ASSIGNED TASK: Write out each line of the records that has "plate" in it.

# # #

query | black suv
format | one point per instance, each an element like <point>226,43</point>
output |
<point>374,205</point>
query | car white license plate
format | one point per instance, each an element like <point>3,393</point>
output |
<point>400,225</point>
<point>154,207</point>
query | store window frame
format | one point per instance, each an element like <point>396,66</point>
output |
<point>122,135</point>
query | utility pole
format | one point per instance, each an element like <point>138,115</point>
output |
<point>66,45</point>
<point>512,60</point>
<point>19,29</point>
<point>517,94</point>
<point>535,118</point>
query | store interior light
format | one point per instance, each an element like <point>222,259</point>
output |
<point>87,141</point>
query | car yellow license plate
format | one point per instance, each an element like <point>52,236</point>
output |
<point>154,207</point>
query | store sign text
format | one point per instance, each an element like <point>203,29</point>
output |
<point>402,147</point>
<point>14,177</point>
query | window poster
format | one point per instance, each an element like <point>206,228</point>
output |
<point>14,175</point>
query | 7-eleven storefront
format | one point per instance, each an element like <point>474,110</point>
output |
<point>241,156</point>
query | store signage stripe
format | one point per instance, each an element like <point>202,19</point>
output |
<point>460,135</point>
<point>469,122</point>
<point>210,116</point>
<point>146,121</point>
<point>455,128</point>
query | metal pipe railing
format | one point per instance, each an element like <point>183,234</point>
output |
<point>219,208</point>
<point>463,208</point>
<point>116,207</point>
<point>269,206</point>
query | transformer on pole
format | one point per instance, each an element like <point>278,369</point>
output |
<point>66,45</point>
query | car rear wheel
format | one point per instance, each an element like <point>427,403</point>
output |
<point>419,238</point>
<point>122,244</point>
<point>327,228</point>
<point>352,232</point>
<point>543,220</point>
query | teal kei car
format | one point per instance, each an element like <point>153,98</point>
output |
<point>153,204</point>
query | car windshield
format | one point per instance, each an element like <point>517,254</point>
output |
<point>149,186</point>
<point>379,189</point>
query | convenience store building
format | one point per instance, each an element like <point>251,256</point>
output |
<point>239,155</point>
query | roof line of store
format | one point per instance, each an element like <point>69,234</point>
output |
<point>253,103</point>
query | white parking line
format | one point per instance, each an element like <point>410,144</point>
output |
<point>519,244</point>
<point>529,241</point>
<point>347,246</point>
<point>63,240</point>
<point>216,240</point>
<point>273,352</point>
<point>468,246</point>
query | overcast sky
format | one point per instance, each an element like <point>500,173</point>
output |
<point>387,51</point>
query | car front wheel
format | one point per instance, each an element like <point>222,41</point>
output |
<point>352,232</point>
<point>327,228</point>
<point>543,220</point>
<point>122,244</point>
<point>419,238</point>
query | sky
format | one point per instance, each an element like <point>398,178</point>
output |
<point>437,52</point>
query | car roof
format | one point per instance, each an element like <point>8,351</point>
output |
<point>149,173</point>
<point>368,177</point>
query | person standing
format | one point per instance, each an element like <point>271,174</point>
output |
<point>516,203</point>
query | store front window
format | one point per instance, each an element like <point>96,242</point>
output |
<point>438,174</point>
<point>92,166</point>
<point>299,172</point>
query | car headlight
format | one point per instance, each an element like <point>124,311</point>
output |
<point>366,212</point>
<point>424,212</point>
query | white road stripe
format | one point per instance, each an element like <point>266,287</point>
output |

# # #

WRITTEN ANSWER:
query | car white license plate
query | car yellow license plate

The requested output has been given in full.